[EXERCISE INPUTS]
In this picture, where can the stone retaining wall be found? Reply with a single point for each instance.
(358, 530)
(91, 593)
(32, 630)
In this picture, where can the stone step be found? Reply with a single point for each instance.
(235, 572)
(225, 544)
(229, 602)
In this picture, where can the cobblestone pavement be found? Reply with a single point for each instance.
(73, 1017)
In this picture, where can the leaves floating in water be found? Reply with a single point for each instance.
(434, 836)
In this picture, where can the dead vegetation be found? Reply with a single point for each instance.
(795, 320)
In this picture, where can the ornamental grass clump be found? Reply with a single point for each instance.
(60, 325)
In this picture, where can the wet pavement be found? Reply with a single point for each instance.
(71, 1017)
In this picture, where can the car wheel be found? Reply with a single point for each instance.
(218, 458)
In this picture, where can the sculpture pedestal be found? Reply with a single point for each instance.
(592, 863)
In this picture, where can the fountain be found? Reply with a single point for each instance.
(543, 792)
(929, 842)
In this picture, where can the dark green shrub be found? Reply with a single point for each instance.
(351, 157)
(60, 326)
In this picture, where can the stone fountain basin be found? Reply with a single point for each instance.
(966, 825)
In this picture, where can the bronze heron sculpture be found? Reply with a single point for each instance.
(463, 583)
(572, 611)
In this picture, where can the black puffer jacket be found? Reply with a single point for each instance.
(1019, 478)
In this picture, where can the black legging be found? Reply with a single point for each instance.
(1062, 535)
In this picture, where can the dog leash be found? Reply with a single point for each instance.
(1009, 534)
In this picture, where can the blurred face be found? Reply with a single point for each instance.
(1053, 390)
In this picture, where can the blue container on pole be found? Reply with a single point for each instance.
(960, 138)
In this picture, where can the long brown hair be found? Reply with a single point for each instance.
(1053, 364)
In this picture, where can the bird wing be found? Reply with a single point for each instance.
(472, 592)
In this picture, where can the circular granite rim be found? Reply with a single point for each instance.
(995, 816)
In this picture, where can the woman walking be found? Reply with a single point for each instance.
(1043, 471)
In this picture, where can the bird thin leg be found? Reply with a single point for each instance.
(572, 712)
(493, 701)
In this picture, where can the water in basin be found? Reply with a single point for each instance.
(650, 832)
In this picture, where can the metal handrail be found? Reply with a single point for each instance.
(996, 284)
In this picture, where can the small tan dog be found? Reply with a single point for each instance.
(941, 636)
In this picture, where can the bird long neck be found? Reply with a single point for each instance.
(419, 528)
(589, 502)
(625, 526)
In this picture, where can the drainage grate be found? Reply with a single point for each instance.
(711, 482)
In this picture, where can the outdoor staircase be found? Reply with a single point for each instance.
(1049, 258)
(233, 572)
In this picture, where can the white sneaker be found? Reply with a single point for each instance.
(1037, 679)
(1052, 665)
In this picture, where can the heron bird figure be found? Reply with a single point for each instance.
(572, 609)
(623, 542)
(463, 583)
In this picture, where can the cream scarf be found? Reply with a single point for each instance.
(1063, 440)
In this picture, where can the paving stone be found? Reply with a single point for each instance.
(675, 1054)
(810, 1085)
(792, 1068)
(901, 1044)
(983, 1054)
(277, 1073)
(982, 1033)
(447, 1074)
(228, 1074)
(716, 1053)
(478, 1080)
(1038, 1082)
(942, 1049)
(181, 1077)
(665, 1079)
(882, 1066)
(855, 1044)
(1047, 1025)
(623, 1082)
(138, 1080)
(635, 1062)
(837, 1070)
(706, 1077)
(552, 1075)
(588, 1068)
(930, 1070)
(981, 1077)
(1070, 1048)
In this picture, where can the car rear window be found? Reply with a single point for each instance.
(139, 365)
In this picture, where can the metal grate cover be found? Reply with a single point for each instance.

[TASK TO CARRY OUT] Exactly as they appear above, transcribe the records in full.

[REPLY]
In this picture, where can the stone retaining wall be found? Reply with a single point for each instance.
(358, 530)
(91, 593)
(32, 630)
In this picture, where can the stone step be found? Reply with a single point for each instance.
(235, 572)
(225, 544)
(229, 602)
In this picture, where can the cobblestone pavement be found? Reply with a single point for each instance.
(73, 1017)
In this picture, where can the leaves floating in water be found? Reply with a single point for each instance.
(434, 836)
In this picture, where can the dead vegetation be found? Reply with a single point for each instance.
(795, 320)
In this picture, where can the ornamental grass clump be found? Reply with a single point for each instance.
(60, 325)
In this picture, where can the wet pavement be found? Reply with a single point for each instance.
(71, 1017)
In this picture, where can the car wheel be found? Reply with a single point for each instance.
(218, 458)
In this picture, where can the sculpture pedestal be found? Reply with a single point for each instance.
(592, 863)
In this picture, where can the fountain be found? Reply with a single point for each instance.
(543, 792)
(929, 842)
In this picture, where can the dark green shrub be found? Reply with a single point for each instance.
(351, 157)
(60, 326)
In this picture, where can the stone fountain basin be found? Reply with a single point for each instance.
(966, 825)
In this picture, where can the bronze heron sculpture be found? Reply with a single point for each instance.
(463, 583)
(572, 611)
In this picture, where can the black puffer jacket be found? Reply with a single point for each instance.
(1019, 478)
In this picture, where can the black legging be found? Reply with a single point for each instance.
(1062, 535)
In this picture, where can the dog leash be found? Reply with a single point for each instance.
(1009, 534)
In this picture, where can the blurred face be found? Reply with a single point for each instance.
(1053, 390)
In this picture, where can the blue container on pole be found? Reply with a single point for each instance.
(960, 138)
In this picture, where can the long brown hair be found? Reply with a single point for each instance.
(1053, 364)
In this picture, where can the bird wing be found? Reply with a single point for each instance.
(472, 592)
In this picture, where can the circular granite rim be found? Reply with a single point for each instance.
(995, 816)
In this picture, where can the woman walking be found? Reply with a single point for each instance.
(1043, 471)
In this picture, where can the bird thin leg be found? Reply with a single point for each instance.
(572, 712)
(493, 701)
In this picture, where can the water in basin be found? Reply with a single point for each instance.
(650, 832)
In this picture, where can the metal handrail be found? Reply with a single point for each instance.
(996, 284)
In this picture, where can the small tan dog be found? Reply with a single point for each instance.
(941, 636)
In this picture, where can the bird long neck be found? Reply with a single point for each instance.
(419, 528)
(589, 502)
(625, 526)
In this picture, where can the drainage grate be found? Reply with a single point for each instance.
(711, 482)
In this picture, where can the outdoor staircase be found? Reply with a single point for each instance.
(1049, 258)
(233, 572)
In this picture, where can the white sneaker be found? Reply with a single point for each instance.
(1037, 679)
(1052, 665)
In this picture, where can the heron bird figure be found? Reply with a single point for each instance.
(572, 609)
(623, 542)
(463, 583)
In this picture, where can the cream scarf be found? Reply with a single point for each instance.
(1063, 440)
In this picture, where can the paving stone be found? Reply with a single point for each instance.
(675, 1054)
(810, 1085)
(792, 1068)
(901, 1044)
(983, 1054)
(277, 1073)
(982, 1033)
(447, 1074)
(228, 1074)
(716, 1053)
(478, 1080)
(1038, 1082)
(942, 1049)
(181, 1077)
(665, 1079)
(882, 1066)
(855, 1044)
(1047, 1025)
(623, 1082)
(138, 1080)
(635, 1062)
(837, 1070)
(706, 1077)
(552, 1075)
(588, 1068)
(930, 1070)
(981, 1077)
(1070, 1048)
In this picture, where can the car rear window be found? Reply with a single point for each instance.
(139, 365)
In this picture, where can the metal grate cover be found? Reply with a single point for each instance.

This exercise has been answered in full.